[Start of section]
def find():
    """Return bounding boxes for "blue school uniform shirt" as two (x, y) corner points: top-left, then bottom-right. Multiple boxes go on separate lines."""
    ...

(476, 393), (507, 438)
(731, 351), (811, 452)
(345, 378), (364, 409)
[End of section]
> [Instructions to follow] Repeat every record above. Each one must match exactly.

> [Written answer]
def find():
    """Return bounding boxes for "blue school uniform shirt" as two (x, y) corner points: top-left, then bottom-right. Multiple boxes go on separate lines."""
    ...

(476, 393), (507, 438)
(731, 351), (811, 452)
(345, 378), (364, 409)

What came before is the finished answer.